__Texto del documento__
SALMO RESPONSORIAL (39)
R.- AQUÍ ESTOY SEÑOR PARA HACER TU VOLUNTAD
Yo esperaba con ansia al Señor,
El se inclinó y escuchó mi grito;
me puso en la boca un cántico nuevo,
un himno a nuestro Dios. R.-
Tú no quieres sacrificios ni ofrendas,
y en cambio me abriste el oído;
no pides sacrificio expiatorio,
entonces, yo digo: "Aquí estoy
--como está escrito en mi libro--
para hacer tu voluntad. R.-
Dios mío, lo quiero
y llevo tu ley en las entrañas.
He proclamado tu salvación
ante la gran asamblea;
no he cerrado los labios;
Señor, tú lo sabes. R.-
SAN JUAN 1, 35-42
"En aquel tiempo estaba Juan con dos de sus discípulos y fijándose en Jesús que pasaba, dijo:
--Este es el cordero de Dios.
Los dos discípulos oyeron sus palabras y siguieron a Jesús, Jesús se volvió y al ver que lo seguían, les pregunto:
--¿Qué buscáis?
Ellos le contestaron:
--Rabí (que significa Maestro), ¿dónde vives?
Él les dijo:
--Venid y lo veréis
Entonces fueron, vieron donde vivían y se quedaron aquel día, serían las cuatro de la tarde.
Andrés, hermano de Simón Pedro, era uno de
los dos que oyeron a Juan y siguieron a Jesús; encontró primero a su
hermano Simón y le dijo:
--Hemos encontrado al Mesías (que significa Cristo).
Y lo llevó a Jesús. Jesús se le quedó mirando y le dijo:
-- Tú eres Simón, el hijo de Juan; tú te llamarás Cefas (que significa Pedro)."
REFLEXIÓN
Queridos: Empezamos
un nuevo ciclo del Tiempo Ordinario de nuestro Año Litúrgico. Todo lo que pido
para mí y para vosotros al reemprender este camino de acercamiento a la verdad
de nuestra fe y de nuestra vida, es el conocimiento de Cristo Jesús, la
comunión con él, que vivamos en él, que él viva en nosotros.

__Extractos de datos__
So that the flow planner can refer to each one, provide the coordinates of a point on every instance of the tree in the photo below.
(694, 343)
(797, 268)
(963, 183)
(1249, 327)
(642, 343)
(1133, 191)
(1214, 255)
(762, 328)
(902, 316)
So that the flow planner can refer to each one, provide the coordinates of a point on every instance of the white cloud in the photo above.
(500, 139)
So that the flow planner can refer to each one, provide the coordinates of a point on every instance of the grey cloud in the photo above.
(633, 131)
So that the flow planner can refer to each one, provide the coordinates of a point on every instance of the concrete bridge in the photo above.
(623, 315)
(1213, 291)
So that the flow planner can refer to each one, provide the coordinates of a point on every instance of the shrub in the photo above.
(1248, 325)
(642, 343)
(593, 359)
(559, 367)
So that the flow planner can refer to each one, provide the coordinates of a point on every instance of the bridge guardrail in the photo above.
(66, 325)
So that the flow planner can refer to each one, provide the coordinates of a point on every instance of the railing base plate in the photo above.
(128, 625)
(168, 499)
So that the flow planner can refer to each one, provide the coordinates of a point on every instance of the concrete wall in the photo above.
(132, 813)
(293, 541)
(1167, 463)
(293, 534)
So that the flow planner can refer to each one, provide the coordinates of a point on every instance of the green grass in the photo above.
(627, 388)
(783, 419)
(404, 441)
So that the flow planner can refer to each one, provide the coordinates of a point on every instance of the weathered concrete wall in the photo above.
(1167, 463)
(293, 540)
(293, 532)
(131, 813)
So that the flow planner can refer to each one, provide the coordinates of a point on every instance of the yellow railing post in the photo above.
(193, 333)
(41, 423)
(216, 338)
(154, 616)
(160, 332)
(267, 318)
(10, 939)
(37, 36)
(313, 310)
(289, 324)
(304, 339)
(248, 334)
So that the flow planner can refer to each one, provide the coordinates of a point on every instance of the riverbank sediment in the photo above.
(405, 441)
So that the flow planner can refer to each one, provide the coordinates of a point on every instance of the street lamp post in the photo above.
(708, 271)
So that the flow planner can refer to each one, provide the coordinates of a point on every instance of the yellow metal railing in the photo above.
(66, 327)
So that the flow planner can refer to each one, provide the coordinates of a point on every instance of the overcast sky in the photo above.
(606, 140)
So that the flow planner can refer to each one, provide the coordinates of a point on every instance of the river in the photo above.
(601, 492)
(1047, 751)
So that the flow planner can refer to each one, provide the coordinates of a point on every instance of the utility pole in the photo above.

__Partes del ejercicio__
(a) Transcribe del texto litúrgico el fragmento comprendido entre "He proclamado tu" y "cordero de Dios.", ambos incluidos.
(b) Según el texto litúrgico, ¿cómo dice Jesús que se llamará Simón?
Los datos no son necesarios para resolver nada de este ejercicio.

__Soluciones del ejercicio__
(a)
He proclamado tu salvación
ante la gran asamblea;
no he cerrado los labios;
Señor, tú lo sabes. R.-
SAN JUAN 1, 35-42
"En aquel tiempo estaba Juan con dos de sus discípulos y fijándose en Jesús que pasaba, dijo:
--Este es el cordero de Dios.

(b) Se llamará Cefas, que significa Pedro.